begin Record extracts

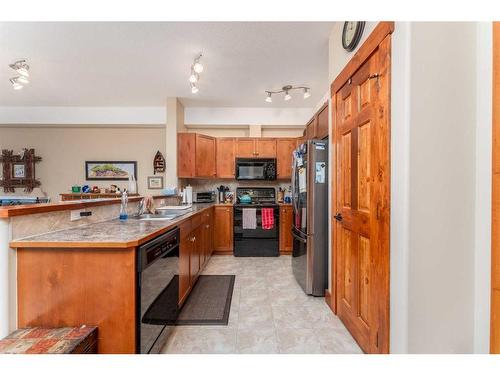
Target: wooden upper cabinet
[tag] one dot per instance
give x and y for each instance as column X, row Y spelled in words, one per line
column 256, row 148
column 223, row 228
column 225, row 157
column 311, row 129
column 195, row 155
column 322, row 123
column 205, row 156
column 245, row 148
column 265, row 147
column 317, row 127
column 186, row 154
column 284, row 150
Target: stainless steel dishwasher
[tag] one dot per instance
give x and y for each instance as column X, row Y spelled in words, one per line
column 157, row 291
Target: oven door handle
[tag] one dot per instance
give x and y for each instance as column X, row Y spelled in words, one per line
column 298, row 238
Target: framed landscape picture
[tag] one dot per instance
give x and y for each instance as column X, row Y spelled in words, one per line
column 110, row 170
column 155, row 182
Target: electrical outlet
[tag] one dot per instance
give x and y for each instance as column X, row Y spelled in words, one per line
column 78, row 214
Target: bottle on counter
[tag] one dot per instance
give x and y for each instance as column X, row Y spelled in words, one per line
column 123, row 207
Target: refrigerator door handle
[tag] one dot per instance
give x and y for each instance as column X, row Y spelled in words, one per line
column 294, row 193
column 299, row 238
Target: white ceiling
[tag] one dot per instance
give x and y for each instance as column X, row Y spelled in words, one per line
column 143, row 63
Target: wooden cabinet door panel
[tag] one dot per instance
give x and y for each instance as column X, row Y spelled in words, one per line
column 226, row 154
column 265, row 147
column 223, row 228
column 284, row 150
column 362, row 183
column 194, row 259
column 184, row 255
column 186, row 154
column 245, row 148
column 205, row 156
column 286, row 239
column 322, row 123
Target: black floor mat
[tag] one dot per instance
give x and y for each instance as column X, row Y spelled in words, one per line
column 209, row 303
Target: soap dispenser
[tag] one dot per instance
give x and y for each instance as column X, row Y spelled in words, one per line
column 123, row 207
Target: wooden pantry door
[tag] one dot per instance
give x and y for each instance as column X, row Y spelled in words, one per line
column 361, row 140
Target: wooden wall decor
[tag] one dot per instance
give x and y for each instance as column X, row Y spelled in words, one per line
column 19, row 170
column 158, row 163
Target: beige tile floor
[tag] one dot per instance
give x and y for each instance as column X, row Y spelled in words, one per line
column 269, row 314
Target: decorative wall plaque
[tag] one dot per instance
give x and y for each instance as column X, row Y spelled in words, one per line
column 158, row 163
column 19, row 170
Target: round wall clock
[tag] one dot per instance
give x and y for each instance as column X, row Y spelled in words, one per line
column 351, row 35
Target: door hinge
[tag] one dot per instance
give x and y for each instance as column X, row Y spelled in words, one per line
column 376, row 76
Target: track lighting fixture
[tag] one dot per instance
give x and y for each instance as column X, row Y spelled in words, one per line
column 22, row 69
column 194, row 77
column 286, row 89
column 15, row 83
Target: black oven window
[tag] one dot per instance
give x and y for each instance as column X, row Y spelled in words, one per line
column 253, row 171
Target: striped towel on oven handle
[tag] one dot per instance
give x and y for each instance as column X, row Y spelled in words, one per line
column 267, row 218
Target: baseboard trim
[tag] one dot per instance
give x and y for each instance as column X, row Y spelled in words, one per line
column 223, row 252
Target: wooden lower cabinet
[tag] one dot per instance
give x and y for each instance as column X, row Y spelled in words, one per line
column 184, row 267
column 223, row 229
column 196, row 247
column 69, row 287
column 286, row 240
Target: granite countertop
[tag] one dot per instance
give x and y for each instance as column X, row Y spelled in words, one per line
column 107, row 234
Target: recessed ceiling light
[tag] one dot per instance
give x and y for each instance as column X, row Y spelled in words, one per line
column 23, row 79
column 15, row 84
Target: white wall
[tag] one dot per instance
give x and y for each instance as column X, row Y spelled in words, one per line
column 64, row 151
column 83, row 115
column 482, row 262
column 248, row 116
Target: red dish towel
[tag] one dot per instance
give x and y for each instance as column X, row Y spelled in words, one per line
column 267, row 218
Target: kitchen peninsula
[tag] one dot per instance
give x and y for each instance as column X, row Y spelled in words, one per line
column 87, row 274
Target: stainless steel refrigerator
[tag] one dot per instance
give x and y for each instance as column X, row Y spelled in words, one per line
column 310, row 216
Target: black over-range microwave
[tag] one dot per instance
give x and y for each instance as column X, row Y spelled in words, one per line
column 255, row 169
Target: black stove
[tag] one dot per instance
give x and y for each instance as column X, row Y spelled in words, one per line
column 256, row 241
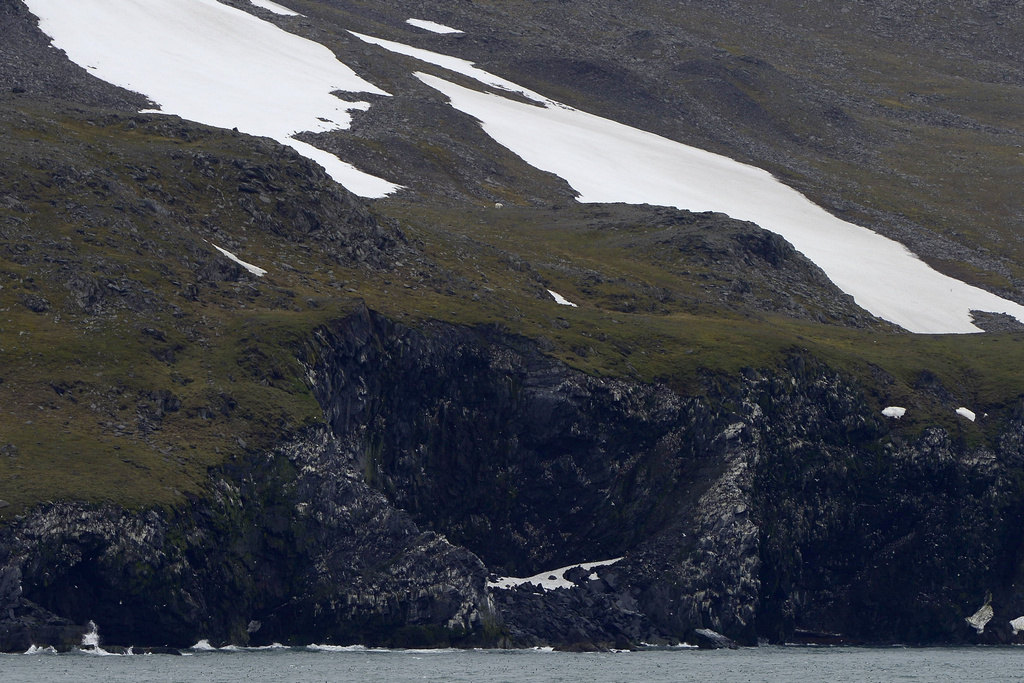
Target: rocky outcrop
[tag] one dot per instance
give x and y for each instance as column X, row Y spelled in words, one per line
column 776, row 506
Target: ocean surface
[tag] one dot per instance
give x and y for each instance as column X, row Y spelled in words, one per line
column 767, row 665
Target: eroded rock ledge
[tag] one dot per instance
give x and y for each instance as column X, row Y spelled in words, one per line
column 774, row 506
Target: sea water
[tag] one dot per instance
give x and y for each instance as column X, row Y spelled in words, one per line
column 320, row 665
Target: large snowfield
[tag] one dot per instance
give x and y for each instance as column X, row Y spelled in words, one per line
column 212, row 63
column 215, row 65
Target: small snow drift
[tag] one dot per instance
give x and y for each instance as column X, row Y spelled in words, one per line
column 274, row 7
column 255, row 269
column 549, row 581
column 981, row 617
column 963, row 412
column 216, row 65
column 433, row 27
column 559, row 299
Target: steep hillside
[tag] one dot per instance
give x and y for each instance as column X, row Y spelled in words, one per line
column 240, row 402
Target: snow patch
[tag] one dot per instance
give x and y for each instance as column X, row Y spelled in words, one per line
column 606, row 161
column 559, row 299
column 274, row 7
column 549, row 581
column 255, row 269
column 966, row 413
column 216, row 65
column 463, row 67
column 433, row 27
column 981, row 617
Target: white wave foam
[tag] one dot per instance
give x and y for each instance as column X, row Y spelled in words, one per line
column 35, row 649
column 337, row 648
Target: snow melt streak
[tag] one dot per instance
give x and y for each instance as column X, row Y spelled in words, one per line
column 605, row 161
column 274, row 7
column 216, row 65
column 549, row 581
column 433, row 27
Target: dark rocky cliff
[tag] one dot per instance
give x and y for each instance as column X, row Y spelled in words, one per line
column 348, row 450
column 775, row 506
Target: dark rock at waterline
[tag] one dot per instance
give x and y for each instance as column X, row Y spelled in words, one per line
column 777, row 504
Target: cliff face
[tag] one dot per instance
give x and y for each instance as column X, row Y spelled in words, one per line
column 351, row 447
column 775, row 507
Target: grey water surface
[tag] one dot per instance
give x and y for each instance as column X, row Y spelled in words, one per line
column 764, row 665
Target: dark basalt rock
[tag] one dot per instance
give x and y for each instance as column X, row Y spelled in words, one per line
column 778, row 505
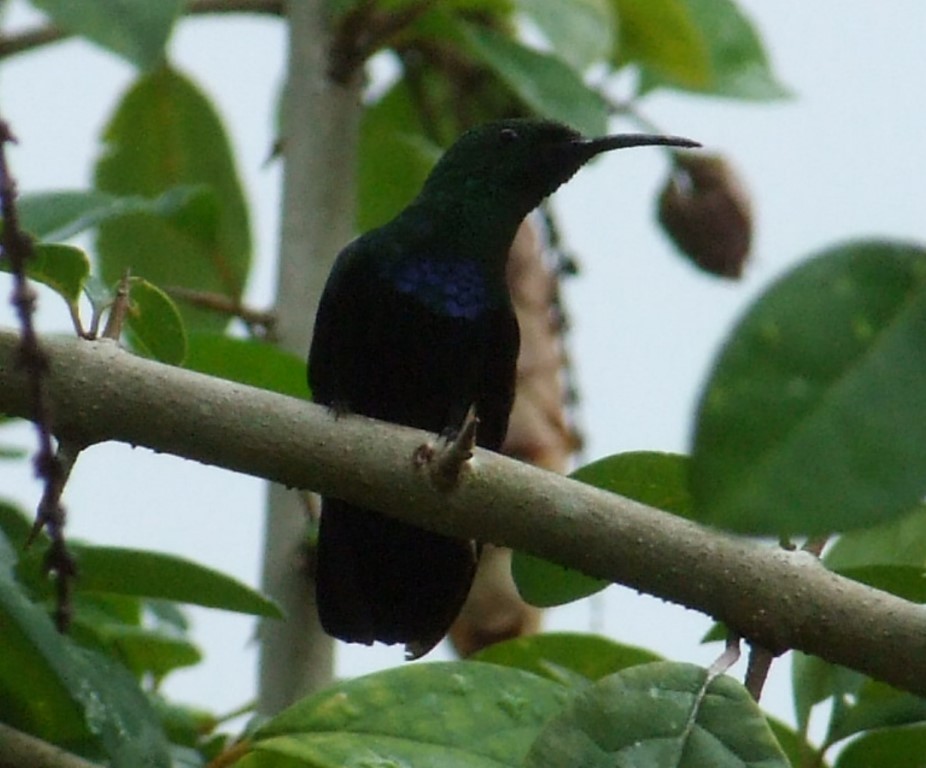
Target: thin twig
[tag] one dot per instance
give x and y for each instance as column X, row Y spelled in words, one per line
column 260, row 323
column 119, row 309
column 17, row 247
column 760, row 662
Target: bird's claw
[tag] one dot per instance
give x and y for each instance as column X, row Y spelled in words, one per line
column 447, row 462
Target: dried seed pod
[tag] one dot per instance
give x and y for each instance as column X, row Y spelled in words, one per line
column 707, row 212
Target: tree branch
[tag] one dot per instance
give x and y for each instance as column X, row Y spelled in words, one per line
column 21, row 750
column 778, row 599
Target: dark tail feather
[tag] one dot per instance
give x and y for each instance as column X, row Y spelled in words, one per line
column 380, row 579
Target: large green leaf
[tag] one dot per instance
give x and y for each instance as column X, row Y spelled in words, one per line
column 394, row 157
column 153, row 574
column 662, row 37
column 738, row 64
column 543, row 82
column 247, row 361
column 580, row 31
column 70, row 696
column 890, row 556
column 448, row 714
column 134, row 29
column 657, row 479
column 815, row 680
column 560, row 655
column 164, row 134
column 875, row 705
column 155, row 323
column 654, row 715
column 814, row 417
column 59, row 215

end Record extracts

What you should do> Retype all of the data above line for line, leaving the pictures out of your answer.

Result of the exercise>
Target: wooden upper cabinet
[tag] one dot per instance
give x and y for each instance as column X, row Y spelled in words, one per line
column 256, row 148
column 223, row 228
column 225, row 157
column 311, row 129
column 195, row 155
column 322, row 123
column 205, row 156
column 245, row 148
column 265, row 147
column 317, row 127
column 186, row 154
column 284, row 150
Target: stainless steel dishwasher
[tag] one dot per instance
give x and y for each instance as column X, row Y spelled in words, one per line
column 157, row 291
Target: oven door handle
[tag] one dot per instance
give x and y for each instance as column X, row Y spelled in words, one per line
column 298, row 238
Target: framed landscape picture
[tag] one dot per instance
give x and y for each instance as column X, row Y spelled in words, one per line
column 110, row 170
column 155, row 182
Target: electrical outlet
[tag] one dot per instance
give x and y for each instance as column X, row Y spelled in words, one per line
column 78, row 214
Target: bottle on counter
[tag] one dot per instance
give x and y for each instance as column X, row Y spelled in words, one per line
column 123, row 207
Target: refrigerator door handle
[tag] one dot per instance
give x and y for each instance as column X, row Y spelled in words, one per line
column 294, row 193
column 299, row 238
Target: white ceiling
[tag] one dot per instance
give x and y for each instance as column X, row Y spelled in words, one per line
column 143, row 63
Target: wooden cabinet door panel
[tag] one dot per instance
give x and y for each instance as column X, row Y spelled in words, one per line
column 226, row 154
column 265, row 147
column 223, row 228
column 284, row 150
column 362, row 183
column 194, row 259
column 184, row 255
column 186, row 154
column 245, row 148
column 205, row 156
column 286, row 239
column 322, row 123
Target: black floor mat
[tag] one dot per instance
give x and y for each instance as column X, row Y spelled in words, one per line
column 209, row 303
Target: soap dispenser
[tag] one dot per instance
give x and y for each instance as column X, row Y spelled in words, one per line
column 123, row 207
Target: wooden pantry door
[tag] one dot per instance
give x and y for each instance as column X, row Y spelled in words, one per line
column 361, row 140
Target: wooden wall decor
[tag] one dot per instance
give x and y for each instance as column X, row Y spelled in words, one per line
column 19, row 170
column 158, row 163
Target: beige tile floor
[tag] one dot per instance
give x and y for each instance as column X, row Y spelled in words, one per line
column 269, row 314
Target: decorative wall plaque
[tag] one dot per instance
give x and y for each instance as column X, row Y spelled in words, one per line
column 158, row 163
column 19, row 170
Target: round wall clock
[tag] one dot per instance
give x and y for each instance as column X, row Y spelled in words, one per line
column 351, row 35
Target: door hinge
[tag] one dot per instance
give x and y for each instance as column X, row Y spelled in words, one per line
column 376, row 76
Target: track lighting fixture
[tag] one dot per instance
give x and y for each instance as column X, row Y spelled in words, one per line
column 22, row 69
column 194, row 77
column 286, row 89
column 15, row 83
Target: black oven window
[tag] one dot per instance
give x and y for each instance as column X, row Y spelled in words, one per line
column 253, row 171
Target: striped towel on oven handle
[tag] one dot per instance
give x and y for each instance as column X, row Y spelled in words, one per line
column 267, row 218
Target: baseboard trim
[tag] one dot per instance
give x and y for each instance as column X, row Y spelled in words, one per line
column 223, row 252
Target: wooden lower cabinet
[tag] one dot per instance
give x and y for each instance as column X, row Y spelled in words, one per line
column 184, row 267
column 223, row 229
column 196, row 247
column 69, row 287
column 286, row 240
Target: granite countertop
[tag] one dot per instance
give x and y for each instance as column X, row Y spelled in words, one per line
column 107, row 234
Target: recessed ceiling light
[tag] one dot per instance
give x and y for each instance as column X, row Y spelled in words, one per line
column 23, row 79
column 15, row 84
Target: white wall
[tag] one dot per instance
give x and y for each instance as column X, row Y spelled in words, one per line
column 64, row 151
column 83, row 115
column 482, row 262
column 248, row 116
Target: red dish towel
[tag] one dot per instance
give x and y for each instance as column X, row Y spelled in words, one per line
column 267, row 218
Target: kitchen peninsula
[tag] one dot per instance
give x and y for each instance as column X, row Y spelled in words, one per line
column 87, row 274
Target: stainless steel refrigerator
[tag] one dot per instance
give x and y for each instance as column X, row Y spelled in words, one per line
column 310, row 216
Target: black over-range microwave
[tag] one dot per instance
give x and y for each instance as column X, row Y spelled in words, one per line
column 255, row 169
Target: black stove
[tag] one dot per instance
give x and y for each instance as column X, row Y spelled in words, one per line
column 256, row 241
Target: rocky outcrop
[tag] one dot per instance
give x and y for each instance as column X, row Y spelled in words, one per line
column 776, row 506
Target: ocean surface
[tag] one dot per instance
give x and y for each instance as column X, row Y spelled in words, one per line
column 767, row 665
Target: eroded rock ledge
[tag] one dot per instance
give x and y for each instance as column X, row Y spelled in words, one per line
column 774, row 506
Target: sea water
[tag] one dot per instance
give x and y for each instance as column X, row Y spelled in words, one per line
column 320, row 665
Target: large snowfield
[tag] one dot per instance
give x and y for each instance as column X, row Y spelled in words, one per line
column 212, row 63
column 215, row 65
Target: small snow drift
[tag] one dot per instance
give x and y for each instance as column X, row Y spelled in words, one per line
column 274, row 7
column 255, row 269
column 549, row 581
column 981, row 617
column 963, row 412
column 216, row 65
column 433, row 27
column 559, row 299
Target: steep hillside
[tag] one dot per instance
give x and y for each instance as column X, row Y spelled in words, one per line
column 240, row 402
Target: snow patch
[tag] one dot per instance
give x and y for each instance as column X, row Y spelled in words, one per line
column 606, row 161
column 559, row 299
column 274, row 7
column 549, row 581
column 255, row 269
column 966, row 413
column 216, row 65
column 463, row 67
column 433, row 27
column 981, row 617
Target: white wave foam
[tag] one dot per instance
give x and y for each instance as column X, row Y spelled in words, one per line
column 35, row 649
column 337, row 648
Target: snow melt streak
[tag] one dot per instance
give x and y for each instance as column X, row Y spelled in words, one per line
column 605, row 161
column 274, row 7
column 216, row 65
column 549, row 581
column 433, row 27
Target: dark rocky cliff
[tag] one dot per instance
give x and y for each instance as column X, row Y spelled in words, one per line
column 348, row 450
column 775, row 506
Target: dark rock at waterline
[tag] one dot per instance
give x and y for each instance as column X, row Y spelled in words, one per line
column 777, row 504
Target: cliff face
[tag] one dot per instance
give x and y for each instance as column X, row Y spelled in words, one per line
column 351, row 447
column 775, row 507
Target: grey water surface
[tag] one dot per instance
give x and y for each instance as column X, row Y spelled in words, one per line
column 764, row 665
Target: dark basalt rock
[tag] one dot per instance
give x and y for each instance as column X, row Y spelled in words, one per line
column 778, row 505
Target: thin twig
[tag] one dot per instance
give x and y for each instance as column X, row Y spelled in words, one per line
column 260, row 323
column 119, row 309
column 17, row 247
column 760, row 662
Target: bird's claw
[tag] one dot per instance
give x and y for each instance as column X, row Y spelled in words, one per line
column 447, row 462
Target: dried seed pod
[tag] one dot per instance
give x and y for each instance as column X, row Y spelled in words, one per line
column 707, row 212
Target: tree branch
[tag] one dot per instance
give x and y for each instance as column X, row Y spelled in words, one per line
column 21, row 750
column 778, row 599
Target: dark tail feather
[tag] one dot per instance
give x and y for each instance as column X, row Y spelled in words, one per line
column 380, row 579
Target: large green leaf
[tag] one dot per instance
give x and y for each instance as column X, row Y spelled in words, one per line
column 394, row 157
column 153, row 574
column 662, row 37
column 738, row 64
column 543, row 82
column 247, row 361
column 580, row 31
column 70, row 696
column 890, row 556
column 448, row 714
column 134, row 29
column 657, row 479
column 815, row 680
column 560, row 655
column 164, row 134
column 875, row 705
column 155, row 323
column 654, row 715
column 814, row 417
column 59, row 215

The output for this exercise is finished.